Tarih: 03.11.2021 16:49

Tutturduğumuz Siyasal Hat, Kendi Öyküsünü, Roman ve Şiirini Yazdırıyor

Facebook Twitter Linked-in

Ahmet Örs’ün dört hikâye kitabı yaklaşık bir yıl önce Tasfiye Kitaplığı’ndan çıktı. Bu kitaplardan alıntılar eşliğinde Ahmet Örs’le bir söyleşi yaptık.

I. “Onun bildiği Hikmet Bey zaten en az altmış beş yaşında vardı ama işçinin dediğine göre burayı kırk dokuz yıllığına kiralamış. Acaba o kadar yaşayacağına kendisi inanıyor muydu? Peki,  büyüğün cep telefonunu üreten şirket ne demeye İspanya’da şehrin ortasındaki kocaman bir meydanı niye kiralamıştı? Hikmet Bey o şirketten daha mı güçlü idi ki o kırk dokuz yıllığına, şirket bir aylığına kiralamıştı? Bu adamlar inekleri sokmayacaklardı buraya peki İspanya’da insanları mı sokmayacaklardı meydana?”[1]

Alıntıda anlattığınız üzere orman, dağ, mera, nehir gibi tabiattan meydan, park, mahalle gibi kentlere varana dek mevcut olan her şey sermayenin tehdidi altındadır. Günümüzdeki neoliberal talanı ve ona karşı direnen toplulukları göz önünde bulundurup geleceği tahmin etmeye çalıştığımızda nasıl bir manzara karşılıyor sizi? Zor zamanlarda sinizme düşmemek için neleri kuşanıyorsunuz?

▸ İstek
Ahmet Örs'le yapılan söyleşiyi son cümleden sonra devam ettirin.

▸ Satırlardan Parçalar
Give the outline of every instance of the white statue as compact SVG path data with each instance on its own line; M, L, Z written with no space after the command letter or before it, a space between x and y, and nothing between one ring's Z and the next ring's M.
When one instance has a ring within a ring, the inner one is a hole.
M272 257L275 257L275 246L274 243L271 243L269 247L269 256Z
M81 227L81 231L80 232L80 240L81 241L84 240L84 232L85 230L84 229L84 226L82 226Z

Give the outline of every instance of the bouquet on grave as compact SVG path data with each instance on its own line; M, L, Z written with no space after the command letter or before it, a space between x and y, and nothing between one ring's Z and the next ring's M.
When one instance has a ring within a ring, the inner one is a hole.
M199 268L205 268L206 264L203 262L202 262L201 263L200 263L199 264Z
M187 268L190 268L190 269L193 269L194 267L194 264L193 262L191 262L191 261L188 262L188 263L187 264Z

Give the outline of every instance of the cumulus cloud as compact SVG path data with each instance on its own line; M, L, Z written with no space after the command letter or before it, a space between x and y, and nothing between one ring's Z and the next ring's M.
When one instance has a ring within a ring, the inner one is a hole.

...

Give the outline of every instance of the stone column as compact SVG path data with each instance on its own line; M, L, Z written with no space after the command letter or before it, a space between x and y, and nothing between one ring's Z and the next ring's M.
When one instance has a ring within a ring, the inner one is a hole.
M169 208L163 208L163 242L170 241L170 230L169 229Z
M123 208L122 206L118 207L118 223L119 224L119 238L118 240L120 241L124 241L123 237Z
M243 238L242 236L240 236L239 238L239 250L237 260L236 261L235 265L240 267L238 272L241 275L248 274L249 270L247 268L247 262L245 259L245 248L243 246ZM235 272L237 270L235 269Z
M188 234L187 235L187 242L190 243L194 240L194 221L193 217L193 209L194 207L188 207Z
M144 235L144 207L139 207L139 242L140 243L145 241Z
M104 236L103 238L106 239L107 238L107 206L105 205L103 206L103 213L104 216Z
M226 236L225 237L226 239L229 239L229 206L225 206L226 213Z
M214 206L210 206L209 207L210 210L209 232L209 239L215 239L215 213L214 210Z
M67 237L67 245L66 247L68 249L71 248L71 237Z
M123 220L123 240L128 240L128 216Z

==

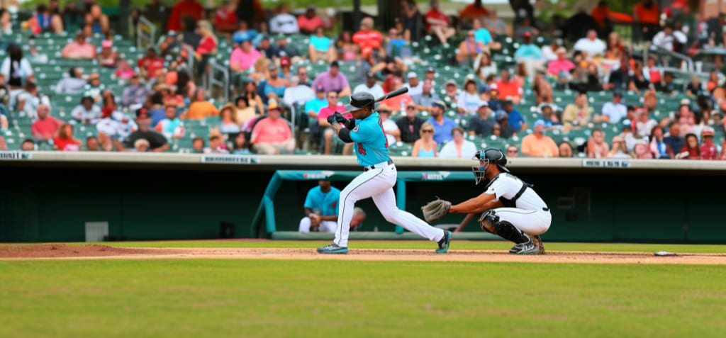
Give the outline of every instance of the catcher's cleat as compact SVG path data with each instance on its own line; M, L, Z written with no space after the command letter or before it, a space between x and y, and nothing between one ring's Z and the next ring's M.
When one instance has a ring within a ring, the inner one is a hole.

▸ Sorunun Cevabı
Edebiyatla da işleyip müdahale etmeye çalıştığımız süreç görünen o ki alabildiğine yıkıcı boyutlara ulaştı. Açıkçası ideolojik çevreler de dâhil kimse modern kapitalist medeniyetin bu denli tahripkâr olacağını öngörmemişti. Daha 20. yüzyılın baş ve ortalarındaki makine tutkusuna ve ilerleme hevesine bakarsak bunu çok rahat bir şekilde söyleyebiliriz. Şimdi, öyle anlaşılıyor ki herkeste bir geç kalınmışlık hissi var. Sanki ‘iş işten geçti’ sızlanmasını içten içe kabul etmiş görünüyorlar. Kapitalizmden sonrası için türlü senaryoları tartışan ilmî eserler yayımlanıyor, sinema filmleri çekiliyor. Korkulan geleceğin içinde olunduğuna dair bir kabul var bu çevrelerde fark ettiğim kadarıyla. Müslümanların da genel manada bütün bu tabloyu okuyabildiklerini sanmıyorum doğrusu. Ucundan kıyısından meselelere temas etmeye çalışanlar var ancak bu ilgi bir siyasete, kurucu bir perspektife yükselemiyor. İslam iltisaklı egemen siyasetin kalkınma putundan vazgeçmediği zaten aşikâr. Memleketin dört bir yanını sermayeye peşkeş çektiği de açık. Bu durum, geniş dindar kesimlerin tabiatı savunan hatlarla buluşmasını engelliyor. Geleceği elbette bilemeyiz. Bu meseleler, tabi, bütün bir yeryüzü dolayımında ele alınmalıdır. Artık bütün bir arzın ifsadına karşı direniş hatlarını birbirine bağlamanın imkânlarını konuşmak, konuşma düzeyinde kalmadan pratik adımlara uzanmak gerekiyor zannımca. Bunu yapabilirsek zor zamanların kuşatmasını parçalayabiliriz.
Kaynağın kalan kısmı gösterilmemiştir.